(Source records)
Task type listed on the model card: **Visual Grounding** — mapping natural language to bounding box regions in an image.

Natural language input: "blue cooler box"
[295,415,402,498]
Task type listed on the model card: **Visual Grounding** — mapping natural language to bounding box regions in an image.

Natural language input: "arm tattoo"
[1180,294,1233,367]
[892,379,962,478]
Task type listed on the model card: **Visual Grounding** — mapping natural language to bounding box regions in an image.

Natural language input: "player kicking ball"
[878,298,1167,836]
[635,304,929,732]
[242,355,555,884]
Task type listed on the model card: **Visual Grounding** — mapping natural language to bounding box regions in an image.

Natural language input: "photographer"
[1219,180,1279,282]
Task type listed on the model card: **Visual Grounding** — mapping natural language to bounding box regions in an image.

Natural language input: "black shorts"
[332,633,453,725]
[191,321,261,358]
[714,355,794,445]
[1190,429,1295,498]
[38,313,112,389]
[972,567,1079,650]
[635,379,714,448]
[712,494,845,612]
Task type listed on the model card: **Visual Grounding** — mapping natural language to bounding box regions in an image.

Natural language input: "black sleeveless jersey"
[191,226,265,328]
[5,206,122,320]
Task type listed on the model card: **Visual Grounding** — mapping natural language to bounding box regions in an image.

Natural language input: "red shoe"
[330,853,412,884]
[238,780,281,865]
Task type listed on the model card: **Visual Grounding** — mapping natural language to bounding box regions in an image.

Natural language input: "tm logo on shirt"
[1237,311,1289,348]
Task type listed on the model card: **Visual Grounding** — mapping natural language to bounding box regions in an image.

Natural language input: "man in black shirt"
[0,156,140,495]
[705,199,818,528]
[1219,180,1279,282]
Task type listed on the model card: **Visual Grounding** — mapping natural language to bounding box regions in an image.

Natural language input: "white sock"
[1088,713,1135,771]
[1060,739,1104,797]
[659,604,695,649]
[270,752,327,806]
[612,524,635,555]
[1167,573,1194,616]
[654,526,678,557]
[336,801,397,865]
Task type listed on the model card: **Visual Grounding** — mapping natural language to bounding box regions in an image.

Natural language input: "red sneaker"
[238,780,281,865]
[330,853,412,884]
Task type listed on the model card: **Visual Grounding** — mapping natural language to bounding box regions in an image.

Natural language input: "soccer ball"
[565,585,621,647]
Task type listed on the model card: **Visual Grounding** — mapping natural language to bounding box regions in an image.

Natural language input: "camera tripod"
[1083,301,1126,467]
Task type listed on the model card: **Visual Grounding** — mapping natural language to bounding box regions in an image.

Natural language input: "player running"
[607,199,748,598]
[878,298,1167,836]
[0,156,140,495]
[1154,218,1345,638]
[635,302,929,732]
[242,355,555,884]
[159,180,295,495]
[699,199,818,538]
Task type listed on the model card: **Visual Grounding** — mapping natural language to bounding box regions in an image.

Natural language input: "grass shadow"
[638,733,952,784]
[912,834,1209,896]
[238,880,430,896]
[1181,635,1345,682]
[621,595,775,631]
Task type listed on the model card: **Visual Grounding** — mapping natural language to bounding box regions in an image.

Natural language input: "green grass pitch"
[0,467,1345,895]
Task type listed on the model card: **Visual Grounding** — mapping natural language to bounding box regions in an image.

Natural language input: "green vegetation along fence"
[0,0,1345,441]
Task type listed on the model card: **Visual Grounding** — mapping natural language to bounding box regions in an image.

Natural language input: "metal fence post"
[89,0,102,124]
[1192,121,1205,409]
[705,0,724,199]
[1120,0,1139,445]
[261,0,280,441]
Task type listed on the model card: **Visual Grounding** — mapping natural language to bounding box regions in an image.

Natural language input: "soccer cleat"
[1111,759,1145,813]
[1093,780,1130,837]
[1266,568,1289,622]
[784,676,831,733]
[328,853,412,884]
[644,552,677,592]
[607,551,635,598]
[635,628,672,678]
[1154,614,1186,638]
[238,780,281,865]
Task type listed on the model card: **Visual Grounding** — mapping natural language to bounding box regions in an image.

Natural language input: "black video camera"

Objective:
Please pick out each line in the entries above that contains the string "camera" and copy those lines.

Full answer:
Natural language input: "camera tripod"
Natural language input: "black video camera"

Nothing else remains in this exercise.